→ Task to carry out
Check each line of the records below and collect those holding "chimney".
━━━━━ Materials provided ━━━━━
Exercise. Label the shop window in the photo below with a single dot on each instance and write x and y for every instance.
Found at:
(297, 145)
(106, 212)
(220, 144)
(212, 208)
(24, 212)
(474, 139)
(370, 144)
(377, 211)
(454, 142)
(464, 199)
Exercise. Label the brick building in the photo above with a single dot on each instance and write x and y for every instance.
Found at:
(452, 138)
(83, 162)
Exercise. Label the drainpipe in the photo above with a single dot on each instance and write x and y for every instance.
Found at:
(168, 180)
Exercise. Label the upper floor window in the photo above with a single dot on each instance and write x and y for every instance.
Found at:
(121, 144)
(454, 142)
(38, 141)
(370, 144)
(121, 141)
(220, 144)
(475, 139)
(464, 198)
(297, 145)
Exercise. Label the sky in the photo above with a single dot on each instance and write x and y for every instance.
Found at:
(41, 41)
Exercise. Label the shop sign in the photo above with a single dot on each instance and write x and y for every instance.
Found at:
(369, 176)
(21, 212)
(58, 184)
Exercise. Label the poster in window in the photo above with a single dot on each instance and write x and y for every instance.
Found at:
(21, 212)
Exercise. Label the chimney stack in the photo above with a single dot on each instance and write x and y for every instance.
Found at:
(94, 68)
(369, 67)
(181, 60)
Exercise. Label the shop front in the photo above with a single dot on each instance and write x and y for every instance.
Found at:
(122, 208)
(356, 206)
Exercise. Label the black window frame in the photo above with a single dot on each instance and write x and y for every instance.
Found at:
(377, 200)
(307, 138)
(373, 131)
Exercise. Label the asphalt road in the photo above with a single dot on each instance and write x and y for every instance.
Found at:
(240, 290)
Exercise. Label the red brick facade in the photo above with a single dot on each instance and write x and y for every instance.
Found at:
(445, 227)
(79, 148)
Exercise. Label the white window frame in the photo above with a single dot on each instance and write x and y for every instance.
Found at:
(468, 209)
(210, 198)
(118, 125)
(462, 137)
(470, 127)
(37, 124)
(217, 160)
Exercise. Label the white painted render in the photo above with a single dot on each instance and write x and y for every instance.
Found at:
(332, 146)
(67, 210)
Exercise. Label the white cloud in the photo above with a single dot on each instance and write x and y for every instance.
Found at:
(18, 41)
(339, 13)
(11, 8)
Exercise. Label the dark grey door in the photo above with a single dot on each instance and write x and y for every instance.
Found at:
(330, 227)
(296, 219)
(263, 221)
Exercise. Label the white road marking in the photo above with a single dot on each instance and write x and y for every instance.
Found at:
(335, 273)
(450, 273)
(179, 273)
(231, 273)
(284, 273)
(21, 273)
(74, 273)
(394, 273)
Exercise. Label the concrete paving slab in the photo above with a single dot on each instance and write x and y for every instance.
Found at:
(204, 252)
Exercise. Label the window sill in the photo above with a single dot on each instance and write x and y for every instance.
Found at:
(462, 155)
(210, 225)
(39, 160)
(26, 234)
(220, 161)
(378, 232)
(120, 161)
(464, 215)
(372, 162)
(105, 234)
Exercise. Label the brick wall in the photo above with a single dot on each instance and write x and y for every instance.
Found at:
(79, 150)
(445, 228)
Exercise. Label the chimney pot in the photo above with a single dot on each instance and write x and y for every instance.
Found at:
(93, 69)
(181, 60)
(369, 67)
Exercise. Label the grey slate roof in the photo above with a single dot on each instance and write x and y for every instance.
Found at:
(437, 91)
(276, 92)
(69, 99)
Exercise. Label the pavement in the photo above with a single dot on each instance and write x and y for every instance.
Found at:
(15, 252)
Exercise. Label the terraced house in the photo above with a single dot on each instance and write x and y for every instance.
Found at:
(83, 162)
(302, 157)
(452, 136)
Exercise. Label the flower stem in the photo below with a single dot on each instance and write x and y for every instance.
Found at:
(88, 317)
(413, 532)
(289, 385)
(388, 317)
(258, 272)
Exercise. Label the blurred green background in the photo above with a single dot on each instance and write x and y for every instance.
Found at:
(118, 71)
━━━━━
→ Response area
Exercise. Label the chimney stack in the photo above with a single dot on each instance and write x and y for every instance.
Exercise. Label the chimney pot in the photo above with a single dot on each instance and write x and y for every instance.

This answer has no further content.